#### Document passage:

↓

Breathing is the key to relaxation
Learn how breathing can help calm you and relieve stress.
Have you ever stopped to think how much our bodies work for us on a continual basis without us even noticing or taking the time to notice and give thanks to it? There are several human body systems that work collaboratively to make our bodies function and provide us the abilities to do the things we want such as to be able to read this article or use the computer, sit upright and even something as simple as breathing. In the book “Breathe, Chill – A Book of Games and Techniques Introducing Breathing, Meditation and Relaxation to Kids and Teens,” the authors talk a lot about breathing!
They understand that most people do not think about or notice their breath. They want to point out that breath can be a very useful and helpful tool when feeling stressed, tense and pain. They state that during periods of stress, the sympathetic nervous system is activated. They say it is an instinctive and natural human response commonly referred to as the “flight or fight” mode and it is activated when a potential threat or danger is sensed. The problem is, it can and often is activated when no threat is present.
A variety of stressors can trigger this response and the results range from feelings of tension or anxiety to rapid or strained breathing or holding your breath. By learning to recognize these symptoms one can consciously turn off these alarms signals by calming the body and mind and the easiest and fastest means to do this is to concentrate on the breath. Practicing breathing techniques on a regular basis trains the mind and the body to respond to stress, anxiety or feelings of discomfort.

↑

#### Input data:
↓

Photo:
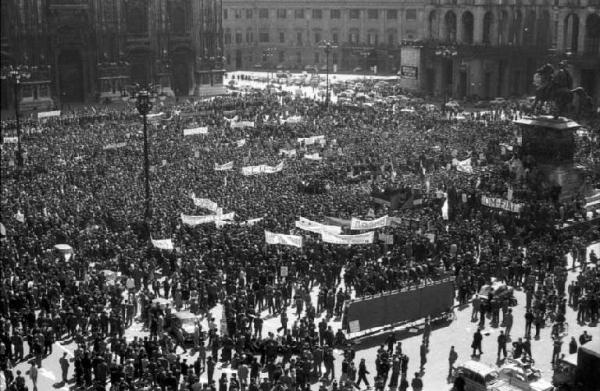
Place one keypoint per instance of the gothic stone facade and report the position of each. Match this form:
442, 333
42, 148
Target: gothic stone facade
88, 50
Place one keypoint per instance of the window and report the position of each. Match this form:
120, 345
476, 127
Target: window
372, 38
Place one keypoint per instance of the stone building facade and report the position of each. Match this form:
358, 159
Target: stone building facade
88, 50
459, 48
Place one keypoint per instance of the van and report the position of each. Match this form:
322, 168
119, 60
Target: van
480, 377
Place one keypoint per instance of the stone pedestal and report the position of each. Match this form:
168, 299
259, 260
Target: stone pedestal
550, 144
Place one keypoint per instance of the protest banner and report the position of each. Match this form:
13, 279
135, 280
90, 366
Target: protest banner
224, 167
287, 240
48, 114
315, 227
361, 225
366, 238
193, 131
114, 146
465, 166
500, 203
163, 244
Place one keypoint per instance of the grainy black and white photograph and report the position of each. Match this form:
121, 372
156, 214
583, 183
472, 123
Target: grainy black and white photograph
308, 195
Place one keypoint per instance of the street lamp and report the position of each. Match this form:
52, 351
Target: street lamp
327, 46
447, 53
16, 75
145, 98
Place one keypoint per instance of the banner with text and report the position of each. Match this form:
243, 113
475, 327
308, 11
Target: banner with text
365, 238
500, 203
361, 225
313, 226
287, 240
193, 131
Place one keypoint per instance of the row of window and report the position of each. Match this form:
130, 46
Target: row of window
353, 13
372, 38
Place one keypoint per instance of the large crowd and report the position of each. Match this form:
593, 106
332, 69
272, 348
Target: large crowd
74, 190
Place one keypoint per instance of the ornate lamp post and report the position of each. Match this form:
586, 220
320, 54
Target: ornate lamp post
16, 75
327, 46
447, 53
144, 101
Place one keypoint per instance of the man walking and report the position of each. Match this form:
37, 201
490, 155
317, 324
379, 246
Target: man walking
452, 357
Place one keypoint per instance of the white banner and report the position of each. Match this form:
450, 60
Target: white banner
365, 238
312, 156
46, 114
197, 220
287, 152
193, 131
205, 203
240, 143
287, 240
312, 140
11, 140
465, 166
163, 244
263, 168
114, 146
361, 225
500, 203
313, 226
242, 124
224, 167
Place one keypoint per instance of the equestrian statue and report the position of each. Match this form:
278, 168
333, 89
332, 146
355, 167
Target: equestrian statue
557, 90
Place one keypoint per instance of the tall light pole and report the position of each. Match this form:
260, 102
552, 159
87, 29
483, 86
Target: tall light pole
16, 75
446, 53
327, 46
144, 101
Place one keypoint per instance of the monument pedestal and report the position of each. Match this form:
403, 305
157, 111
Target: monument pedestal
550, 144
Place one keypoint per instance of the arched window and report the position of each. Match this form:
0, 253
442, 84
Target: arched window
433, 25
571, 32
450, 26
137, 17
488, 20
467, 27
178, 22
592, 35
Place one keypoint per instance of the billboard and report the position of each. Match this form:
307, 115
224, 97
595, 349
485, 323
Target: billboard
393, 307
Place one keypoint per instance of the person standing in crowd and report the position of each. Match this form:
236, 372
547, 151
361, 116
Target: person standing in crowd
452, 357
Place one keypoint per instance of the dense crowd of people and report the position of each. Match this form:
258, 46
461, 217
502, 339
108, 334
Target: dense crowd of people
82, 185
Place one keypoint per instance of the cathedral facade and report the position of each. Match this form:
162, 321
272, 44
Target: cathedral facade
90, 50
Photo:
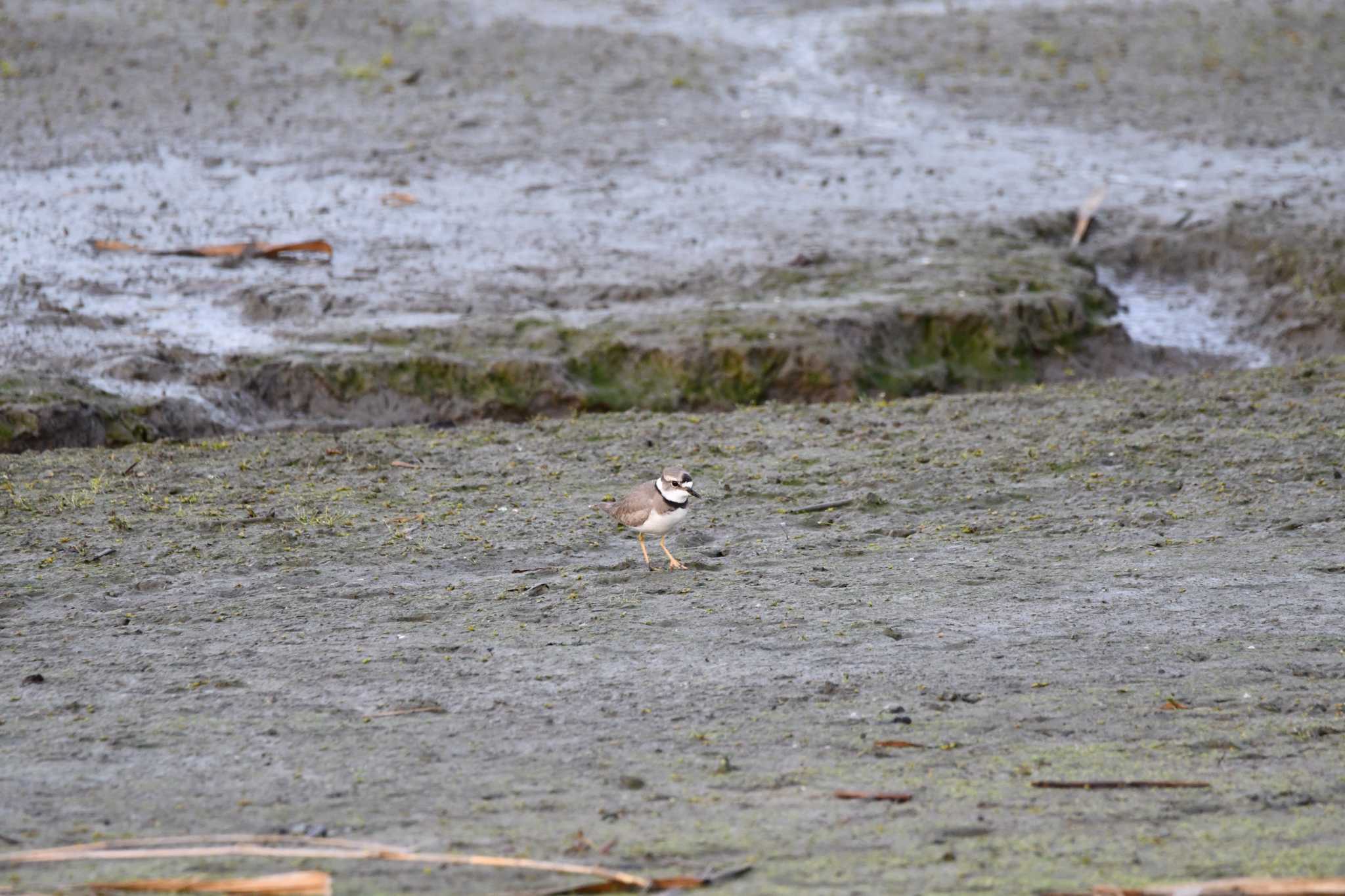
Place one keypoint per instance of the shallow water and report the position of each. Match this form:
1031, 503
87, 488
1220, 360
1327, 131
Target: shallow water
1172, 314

↑
↓

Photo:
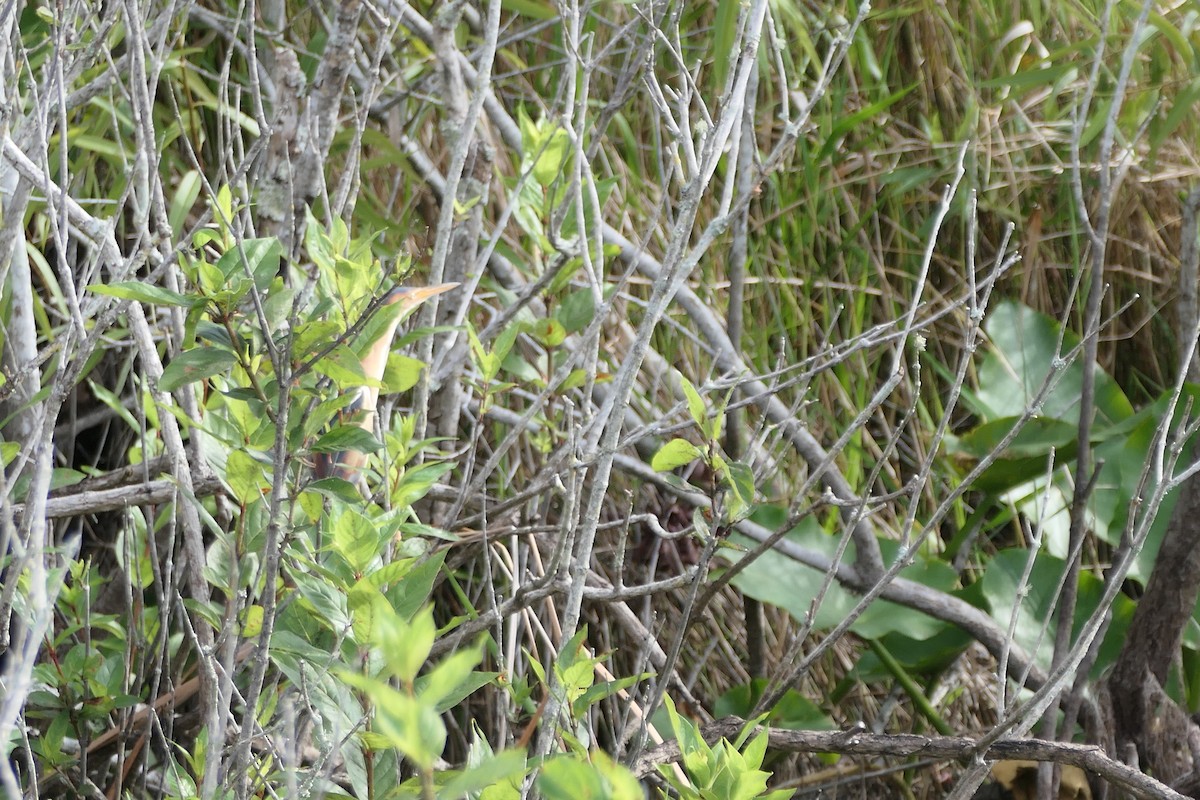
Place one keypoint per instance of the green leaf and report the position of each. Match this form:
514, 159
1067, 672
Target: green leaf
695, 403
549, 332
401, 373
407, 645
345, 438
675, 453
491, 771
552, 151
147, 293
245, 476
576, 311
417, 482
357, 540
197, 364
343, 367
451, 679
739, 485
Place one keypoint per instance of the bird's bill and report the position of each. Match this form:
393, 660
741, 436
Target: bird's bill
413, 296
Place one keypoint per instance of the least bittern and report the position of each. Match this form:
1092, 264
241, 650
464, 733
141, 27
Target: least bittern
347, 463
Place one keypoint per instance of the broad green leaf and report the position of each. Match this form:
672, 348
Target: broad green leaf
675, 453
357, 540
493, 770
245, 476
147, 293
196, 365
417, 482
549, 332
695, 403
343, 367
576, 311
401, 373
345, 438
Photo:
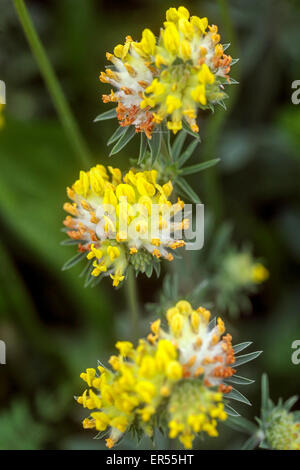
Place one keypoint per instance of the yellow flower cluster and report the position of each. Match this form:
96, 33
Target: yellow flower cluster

↑
↓

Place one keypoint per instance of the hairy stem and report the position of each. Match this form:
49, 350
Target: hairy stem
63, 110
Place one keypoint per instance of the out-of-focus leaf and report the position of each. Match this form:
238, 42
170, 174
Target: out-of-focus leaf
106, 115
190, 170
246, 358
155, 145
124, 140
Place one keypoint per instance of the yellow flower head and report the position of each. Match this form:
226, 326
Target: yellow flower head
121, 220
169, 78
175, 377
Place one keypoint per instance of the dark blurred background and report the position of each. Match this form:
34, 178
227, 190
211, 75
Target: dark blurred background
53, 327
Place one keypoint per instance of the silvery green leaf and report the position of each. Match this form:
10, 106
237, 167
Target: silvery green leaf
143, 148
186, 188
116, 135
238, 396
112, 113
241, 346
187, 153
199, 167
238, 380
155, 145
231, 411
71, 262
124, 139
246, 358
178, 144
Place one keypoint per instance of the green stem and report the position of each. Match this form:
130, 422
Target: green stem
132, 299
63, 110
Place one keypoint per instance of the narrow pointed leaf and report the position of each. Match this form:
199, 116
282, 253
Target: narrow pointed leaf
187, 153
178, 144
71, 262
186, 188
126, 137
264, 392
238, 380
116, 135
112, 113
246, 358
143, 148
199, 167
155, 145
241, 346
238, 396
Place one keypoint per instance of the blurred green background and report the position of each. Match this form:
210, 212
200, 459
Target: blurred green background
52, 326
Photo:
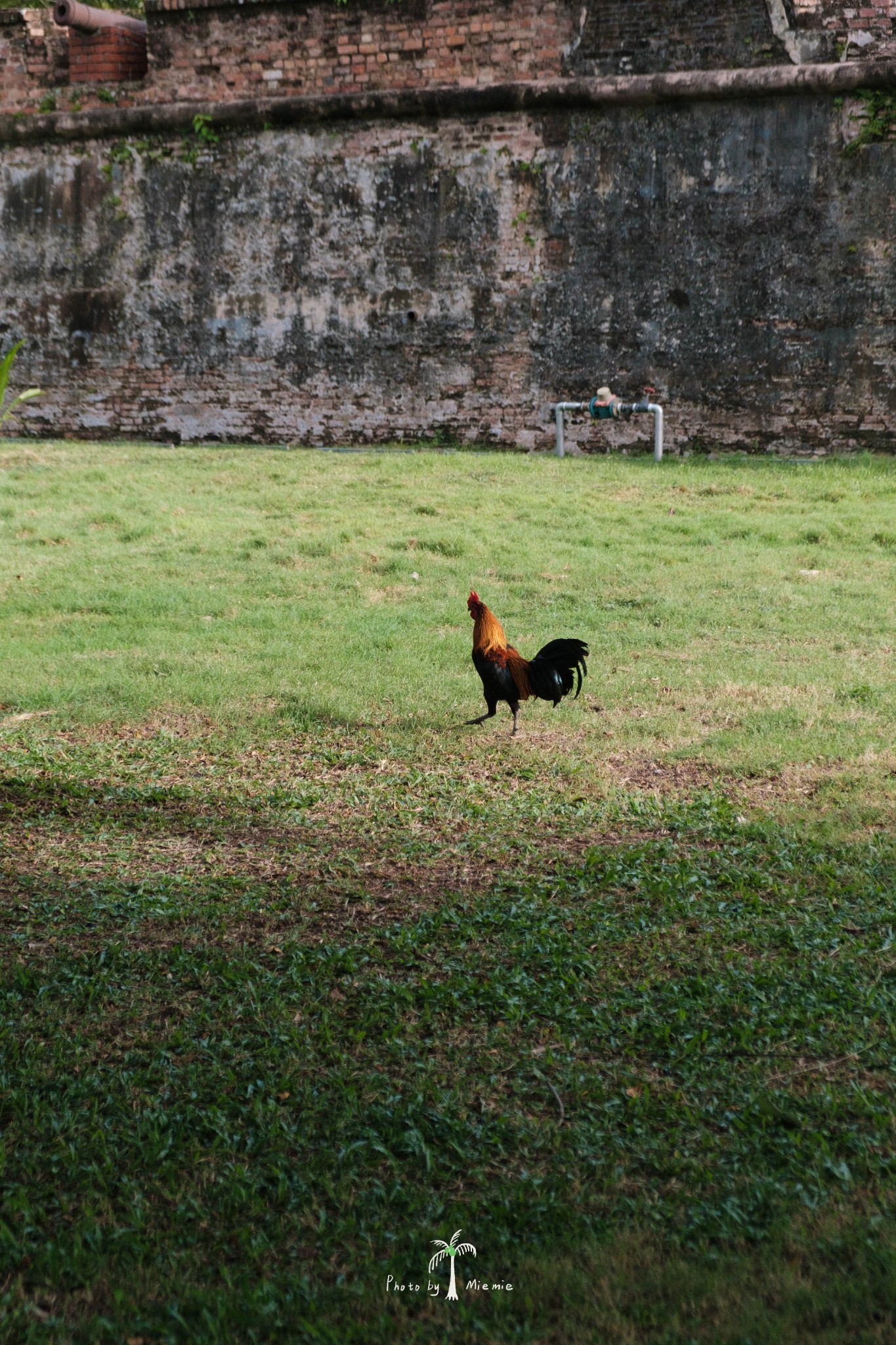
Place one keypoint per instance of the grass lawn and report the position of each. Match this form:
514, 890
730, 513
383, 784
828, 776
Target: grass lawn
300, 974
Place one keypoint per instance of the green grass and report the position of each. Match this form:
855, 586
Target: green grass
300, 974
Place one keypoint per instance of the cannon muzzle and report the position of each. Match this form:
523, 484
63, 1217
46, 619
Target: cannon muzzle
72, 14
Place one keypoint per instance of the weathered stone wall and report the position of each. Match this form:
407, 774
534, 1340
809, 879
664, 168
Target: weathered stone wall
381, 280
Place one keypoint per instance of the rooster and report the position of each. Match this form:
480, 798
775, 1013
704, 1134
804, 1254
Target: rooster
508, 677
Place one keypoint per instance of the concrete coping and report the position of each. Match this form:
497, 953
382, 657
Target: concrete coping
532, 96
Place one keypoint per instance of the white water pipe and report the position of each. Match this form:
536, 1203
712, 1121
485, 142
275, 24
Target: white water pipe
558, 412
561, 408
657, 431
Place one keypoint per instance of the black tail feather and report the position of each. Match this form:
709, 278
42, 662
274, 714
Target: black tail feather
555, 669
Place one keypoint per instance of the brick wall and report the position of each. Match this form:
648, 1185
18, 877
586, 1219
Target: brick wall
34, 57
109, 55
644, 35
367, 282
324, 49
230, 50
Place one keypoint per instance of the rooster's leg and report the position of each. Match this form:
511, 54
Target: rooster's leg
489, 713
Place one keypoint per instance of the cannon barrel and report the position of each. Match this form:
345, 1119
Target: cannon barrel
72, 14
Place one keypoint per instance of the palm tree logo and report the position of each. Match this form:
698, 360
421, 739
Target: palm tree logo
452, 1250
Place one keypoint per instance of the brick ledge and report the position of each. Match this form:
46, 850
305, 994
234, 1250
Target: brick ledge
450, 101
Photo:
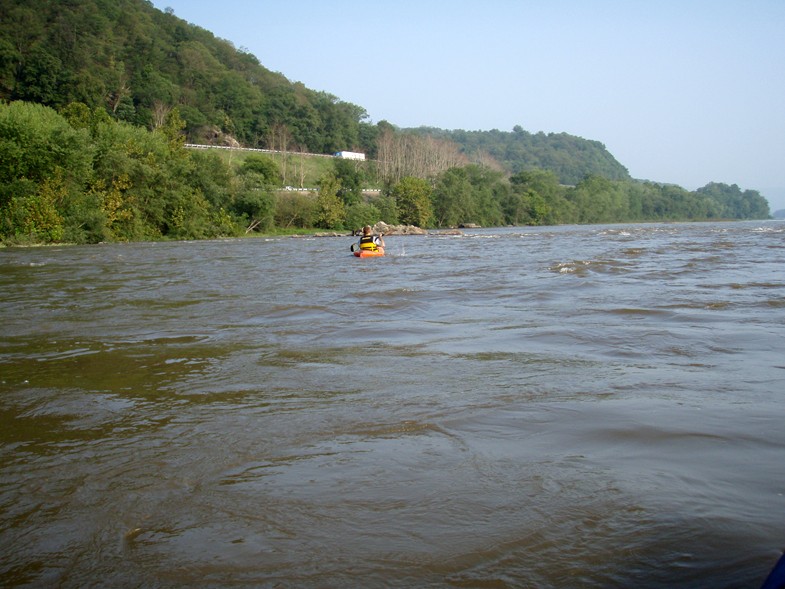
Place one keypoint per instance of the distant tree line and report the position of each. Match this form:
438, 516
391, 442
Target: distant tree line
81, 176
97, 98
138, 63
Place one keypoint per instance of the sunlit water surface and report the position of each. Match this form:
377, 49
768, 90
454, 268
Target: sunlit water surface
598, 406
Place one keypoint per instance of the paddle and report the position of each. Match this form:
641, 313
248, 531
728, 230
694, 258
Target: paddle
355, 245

↑

#### Work required:
Copy out the full article on breathing and relaxation above, word for word.

#### Result:
Breathing is the key to relaxation
Learn how breathing can help calm you and relieve stress.
Have you ever stopped to think how much our bodies work for us on a continual basis without us even noticing or taking the time to notice and give thanks to it? There are several human body systems that work collaboratively to make our bodies function and provide us the abilities to do the things we want such as to be able to read this article or use the computer, sit upright and even something as simple as breathing. In the book “Breathe, Chill – A Book of Games and Techniques Introducing Breathing, Meditation and Relaxation to Kids and Teens,” the authors talk a lot about breathing!
They understand that most people do not think about or notice their breath. They want to point out that breath can be a very useful and helpful tool when feeling stressed, tense and pain. They state that during periods of stress, the sympathetic nervous system is activated. They say it is an instinctive and natural human response commonly referred to as the “flight or fight” mode and it is activated when a potential threat or danger is sensed. The problem is, it can and often is activated when no threat is present.
A variety of stressors can trigger this response and the results range from feelings of tension or anxiety to rapid or strained breathing or holding your breath. By learning to recognize these symptoms one can consciously turn off these alarms signals by calming the body and mind and the easiest and fastest means to do this is to concentrate on the breath. Practicing breathing techniques on a regular basis trains the mind and the body to respond to stress, anxiety or feelings of discomfort.